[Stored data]
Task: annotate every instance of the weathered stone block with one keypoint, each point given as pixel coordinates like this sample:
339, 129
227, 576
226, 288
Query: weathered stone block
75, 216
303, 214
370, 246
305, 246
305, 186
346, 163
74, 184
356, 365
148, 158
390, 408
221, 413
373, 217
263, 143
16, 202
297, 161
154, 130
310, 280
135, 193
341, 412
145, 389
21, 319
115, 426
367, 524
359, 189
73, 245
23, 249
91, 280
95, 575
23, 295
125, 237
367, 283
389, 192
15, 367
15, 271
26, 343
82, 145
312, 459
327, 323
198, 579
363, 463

• [Action item] Could you return all of the data exactly as written?

• [Output of the exercise]
Task: annotate every instance of the weathered stone block with one keypoint, each point given as pixel coordinates like this sample:
339, 129
227, 576
226, 288
Query: weathered stone block
75, 216
303, 214
370, 246
305, 246
305, 186
346, 163
74, 184
356, 365
148, 158
390, 408
221, 413
373, 217
263, 143
16, 202
297, 161
154, 130
310, 280
135, 193
341, 412
145, 389
21, 319
115, 426
367, 524
359, 189
73, 245
23, 249
91, 280
95, 575
23, 295
125, 237
367, 283
389, 192
15, 367
15, 271
26, 343
82, 145
312, 459
327, 323
198, 579
363, 463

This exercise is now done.